* ASSIGNMENT: Can you copy the part of the Tst1 toxin text starting with "Tst1 is part" and going on through "a cysteine amide."?

Tst1 is part of the NaScTx family, which are neurotoxins that specifically target Nav channels. The 3D structure of the toxin has not yet been solved, however it can be predicted using Alphafold. The prediction suggests that the peptide is a cysteine-stabilised alpha/beta fold protein consisting of two α - helices and three β-sheets, with the last cysteine in the amino acid sequence being a cysteine amide.

== Target and mode of action ==
Tst1 is a β-toxin, meaning that it interacts with the voltage sensing domains of Navs. Tst1 affects the activation voltage, inactivation voltage and recovery, and the overall current flow through the channels, with the largest effects being observed in Nav 1.3. Tst1 shifts the activation voltage of the channel towards more hyperpolarized potentials, with a shift of approximately -35 mV in Nav 1.3. It also shifts the steady-state inactivation potential by approximately -21 mV and delays recovery from inactivation by 10.69 ms. Finally, Tst1 reduces the current flow through these channels by 85.23%, in a dosage-dependent manner, with an IC50 of 8.79 nM. While Nav 1.3 is the most sensitive to Tst1, it is not the only isoform affected. Nav 1.2 and 1.4 were also significantly affected in all the parameters mentioned above, demonstrating that Tst1 activity is not specific to one isoform.

* EXTRACTED ENTRIES:
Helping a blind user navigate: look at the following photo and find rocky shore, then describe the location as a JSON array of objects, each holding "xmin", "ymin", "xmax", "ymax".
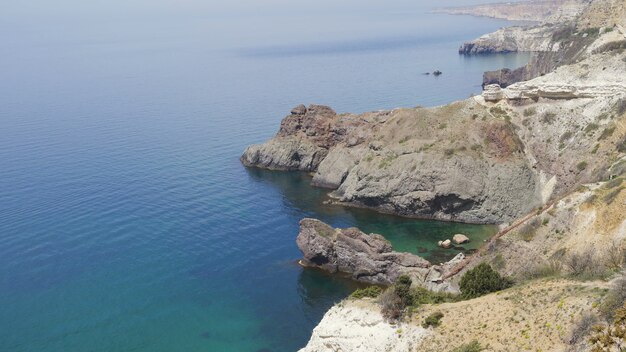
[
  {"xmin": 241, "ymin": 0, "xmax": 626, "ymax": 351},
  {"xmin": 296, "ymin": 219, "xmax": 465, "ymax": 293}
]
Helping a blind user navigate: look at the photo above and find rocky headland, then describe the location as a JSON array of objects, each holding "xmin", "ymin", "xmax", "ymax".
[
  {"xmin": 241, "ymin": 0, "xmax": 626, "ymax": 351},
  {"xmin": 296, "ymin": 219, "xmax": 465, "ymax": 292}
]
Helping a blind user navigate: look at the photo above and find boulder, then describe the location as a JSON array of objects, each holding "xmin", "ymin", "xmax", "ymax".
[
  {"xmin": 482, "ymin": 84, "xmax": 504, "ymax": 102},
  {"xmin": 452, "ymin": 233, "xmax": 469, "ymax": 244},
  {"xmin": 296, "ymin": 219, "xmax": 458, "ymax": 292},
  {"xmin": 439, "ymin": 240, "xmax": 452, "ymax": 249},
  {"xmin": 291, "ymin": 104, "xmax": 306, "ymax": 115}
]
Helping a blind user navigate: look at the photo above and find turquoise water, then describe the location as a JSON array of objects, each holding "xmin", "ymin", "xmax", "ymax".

* SOLUTION TO THE EXERCISE:
Tst1 is part of the NaScTx family, which are neurotoxins that specifically target Nav channels. The 3D structure of the toxin has not yet been solved, however it can be predicted using Alphafold. The prediction suggests that the peptide is a cysteine-stabilised alpha/beta fold protein consisting of two α - helices and three β-sheets, with the last cysteine in the amino acid sequence being a cysteine amide.